## Begin Data for processing

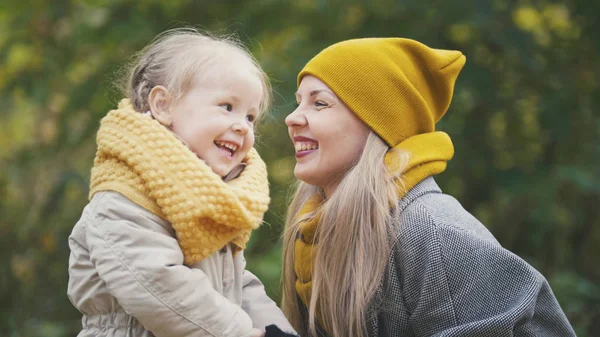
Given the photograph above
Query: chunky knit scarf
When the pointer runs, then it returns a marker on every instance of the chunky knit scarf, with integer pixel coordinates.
(428, 155)
(143, 160)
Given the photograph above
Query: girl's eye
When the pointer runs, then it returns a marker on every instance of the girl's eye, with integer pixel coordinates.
(226, 106)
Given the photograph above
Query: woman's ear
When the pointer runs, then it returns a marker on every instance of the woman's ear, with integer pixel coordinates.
(159, 101)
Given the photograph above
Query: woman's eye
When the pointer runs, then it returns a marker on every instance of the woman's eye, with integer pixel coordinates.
(226, 106)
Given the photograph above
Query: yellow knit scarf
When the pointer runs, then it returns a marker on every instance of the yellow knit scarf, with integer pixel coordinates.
(428, 153)
(143, 160)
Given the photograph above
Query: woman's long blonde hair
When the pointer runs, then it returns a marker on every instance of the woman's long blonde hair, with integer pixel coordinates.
(353, 245)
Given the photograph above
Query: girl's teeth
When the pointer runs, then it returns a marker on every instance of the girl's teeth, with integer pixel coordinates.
(305, 146)
(227, 145)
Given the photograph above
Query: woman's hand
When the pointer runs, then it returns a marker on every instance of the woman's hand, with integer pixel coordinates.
(257, 333)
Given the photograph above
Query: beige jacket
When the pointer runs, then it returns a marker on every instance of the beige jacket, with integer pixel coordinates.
(127, 278)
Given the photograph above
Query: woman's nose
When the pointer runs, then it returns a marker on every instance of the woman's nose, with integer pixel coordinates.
(295, 118)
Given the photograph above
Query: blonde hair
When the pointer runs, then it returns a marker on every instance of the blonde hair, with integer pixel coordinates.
(354, 244)
(176, 56)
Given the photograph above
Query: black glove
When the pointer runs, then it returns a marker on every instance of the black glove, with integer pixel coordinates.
(274, 331)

## End Data for processing

Copy each line in full and exactly, omitting any picture.

● Result of the exercise
Given the photograph above
Query: chunky knit scarf
When the pointer runs, then it returns a marker on every instance of the chunky knit scarf, with integer pixel coordinates.
(428, 155)
(143, 160)
Given the photograph above
Query: girl's eye
When the pointer runs, then it returns a marker on every instance of the girl's eye, with integer pixel coordinates.
(226, 106)
Given the photograph above
Query: woman's ear
When the pointer runs, then it returns a marker on every instance of the woman's ear, with integer pixel coordinates.
(159, 101)
Given the photograph above
Query: woman's eye
When the pointer runs, then it returns a marker on every instance of the woman's eye, with integer pixel coordinates.
(226, 106)
Given the photograph above
Query: yellow knit scarf
When the pointer runs, then it returns a marker on every instance of the yellow knit scarf, with integer pixel coordinates.
(428, 153)
(143, 160)
Given the photograph above
Query: woman's long blonde hair
When the pointer runs, then it returns a marker on every instance of the woman's long blonde hair, with integer pixel coordinates.
(353, 245)
Given the photograph above
Query: girl's teeth
When the pointer runs, then it returns a marker on every instance of the girl's teeth, with integer pixel coordinates.
(305, 146)
(227, 145)
Given the photograph above
Query: woman's hand
When the pointer runs, then it returns a marker on every instance of the woman's hand, with integer pixel coordinates.
(257, 333)
Given the photograph above
Query: beige jacket
When the pointer runs, then it returns a marker on every instance of the beige jacket, with integer pixel coordinates.
(127, 278)
Given the photograph above
Query: woman's nose
When the pointer runs, then it returns a marker on every instance of the woman's nose, with integer pixel coordinates.
(295, 118)
Given the photograph above
Query: blonde hair
When the pointer runs, then it returns a marker on every instance of the blonde hair, with integer pixel coordinates.
(354, 244)
(176, 56)
Given the photograph above
Query: black glove
When the pointer runs, then it returns a marker on every instance of the black glove, with integer pixel coordinates.
(274, 331)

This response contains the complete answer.